■ **Work item**:
Pictures do not belong in the copy; retype the records below exactly.

■ **Source data**:
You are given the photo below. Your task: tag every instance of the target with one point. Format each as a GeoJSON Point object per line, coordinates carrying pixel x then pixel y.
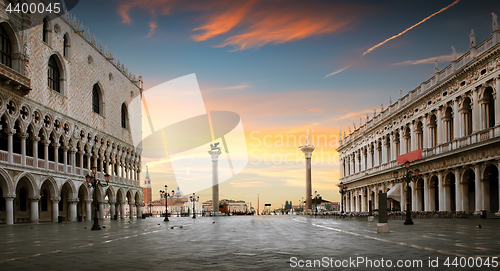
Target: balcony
{"type": "Point", "coordinates": [19, 83]}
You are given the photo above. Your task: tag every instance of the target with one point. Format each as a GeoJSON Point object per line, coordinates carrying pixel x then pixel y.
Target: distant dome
{"type": "Point", "coordinates": [178, 193]}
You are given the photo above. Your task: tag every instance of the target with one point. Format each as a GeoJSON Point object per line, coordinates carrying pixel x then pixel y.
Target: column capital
{"type": "Point", "coordinates": [73, 200]}
{"type": "Point", "coordinates": [35, 198]}
{"type": "Point", "coordinates": [10, 197]}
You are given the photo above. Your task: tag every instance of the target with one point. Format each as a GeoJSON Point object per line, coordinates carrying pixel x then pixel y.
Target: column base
{"type": "Point", "coordinates": [382, 228]}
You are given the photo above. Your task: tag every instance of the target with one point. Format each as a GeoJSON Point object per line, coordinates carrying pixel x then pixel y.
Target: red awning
{"type": "Point", "coordinates": [411, 156]}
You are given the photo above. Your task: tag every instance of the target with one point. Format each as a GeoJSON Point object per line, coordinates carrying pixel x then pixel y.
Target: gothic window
{"type": "Point", "coordinates": [66, 46]}
{"type": "Point", "coordinates": [488, 108]}
{"type": "Point", "coordinates": [6, 48]}
{"type": "Point", "coordinates": [124, 116]}
{"type": "Point", "coordinates": [448, 122]}
{"type": "Point", "coordinates": [433, 131]}
{"type": "Point", "coordinates": [96, 99]}
{"type": "Point", "coordinates": [23, 198]}
{"type": "Point", "coordinates": [54, 74]}
{"type": "Point", "coordinates": [467, 117]}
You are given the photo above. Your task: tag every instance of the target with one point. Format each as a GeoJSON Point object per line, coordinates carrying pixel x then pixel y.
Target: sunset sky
{"type": "Point", "coordinates": [287, 68]}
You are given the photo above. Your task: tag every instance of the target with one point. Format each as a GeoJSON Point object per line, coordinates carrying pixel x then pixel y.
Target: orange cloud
{"type": "Point", "coordinates": [277, 24]}
{"type": "Point", "coordinates": [222, 23]}
{"type": "Point", "coordinates": [252, 24]}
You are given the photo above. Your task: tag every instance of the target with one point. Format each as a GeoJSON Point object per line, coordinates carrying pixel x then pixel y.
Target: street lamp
{"type": "Point", "coordinates": [93, 182]}
{"type": "Point", "coordinates": [408, 177]}
{"type": "Point", "coordinates": [342, 191]}
{"type": "Point", "coordinates": [316, 197]}
{"type": "Point", "coordinates": [194, 199]}
{"type": "Point", "coordinates": [164, 194]}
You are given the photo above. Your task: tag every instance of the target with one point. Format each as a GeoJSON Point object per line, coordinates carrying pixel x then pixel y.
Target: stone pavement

■ **Result**:
You are given the photo below. Your task: tag every instance of the target with one point. Format each as a GeoJSON Point object per line, coordinates carrying pixel x then pixel y.
Target: balcony
{"type": "Point", "coordinates": [19, 83]}
You are given the photo above. Your task: tag every instance of the target with one point. Format each as a GeoJSON Point object per line, coordinates carrying pixel x then pixel y.
Target: distant dome
{"type": "Point", "coordinates": [178, 193]}
You are given the photo above. Your task: tag every instance of the target with one point. Format each as a GeoJSON Point object per line, coordinates carrying pixel x then pixel y.
Target: column capital
{"type": "Point", "coordinates": [73, 200]}
{"type": "Point", "coordinates": [35, 198]}
{"type": "Point", "coordinates": [10, 197]}
You are given the photo above. Your task: tag every instance of the target with one point. Format each as a GeoJSON Point object per line, coordinates carrying pixel x then pixel y.
Target: column base
{"type": "Point", "coordinates": [382, 228]}
You are given the photo above. Your task: tag every instance of the target with one point. Format each as a GeoJSON Point object per line, coordinates carrying pixel x then pixel y.
Target: red awning
{"type": "Point", "coordinates": [411, 156]}
You are given the photo above. Your task: tag every instance of the target with one point. Format each as a GeoJSON Point object per line, coordinates carrying pixel x then pixel y.
Target: gothic window
{"type": "Point", "coordinates": [66, 46]}
{"type": "Point", "coordinates": [488, 108]}
{"type": "Point", "coordinates": [6, 48]}
{"type": "Point", "coordinates": [124, 116]}
{"type": "Point", "coordinates": [448, 122]}
{"type": "Point", "coordinates": [433, 131]}
{"type": "Point", "coordinates": [96, 99]}
{"type": "Point", "coordinates": [23, 198]}
{"type": "Point", "coordinates": [54, 74]}
{"type": "Point", "coordinates": [467, 117]}
You are given the photo above. Your task: tag every instance of the target with one point. Format each as a GeoJSON Point object per line, coordinates carrying pixel x then pixel y.
Target: sunset sky
{"type": "Point", "coordinates": [287, 68]}
You are given the photo above. Your task: tag every instance of the target with one point. Format each as a GeoJSON Point object per line, coordinates carrying pixel x then pixel y.
Target: orange cloud
{"type": "Point", "coordinates": [277, 24]}
{"type": "Point", "coordinates": [222, 23]}
{"type": "Point", "coordinates": [252, 24]}
You are given the photo above. Your task: tag every instance of the target with one point. Format each as a GeoJSON Point object per line, coordinates carrying pixel x then pixel y.
Target: street lamp
{"type": "Point", "coordinates": [93, 182]}
{"type": "Point", "coordinates": [408, 177]}
{"type": "Point", "coordinates": [342, 191]}
{"type": "Point", "coordinates": [316, 197]}
{"type": "Point", "coordinates": [194, 199]}
{"type": "Point", "coordinates": [164, 194]}
You are given the photo above. Your task: tag every instance of the target with one point. Format each as a GeoJSON Point object per line, coordinates carrying pixel x then pixel y.
Target: stone pavement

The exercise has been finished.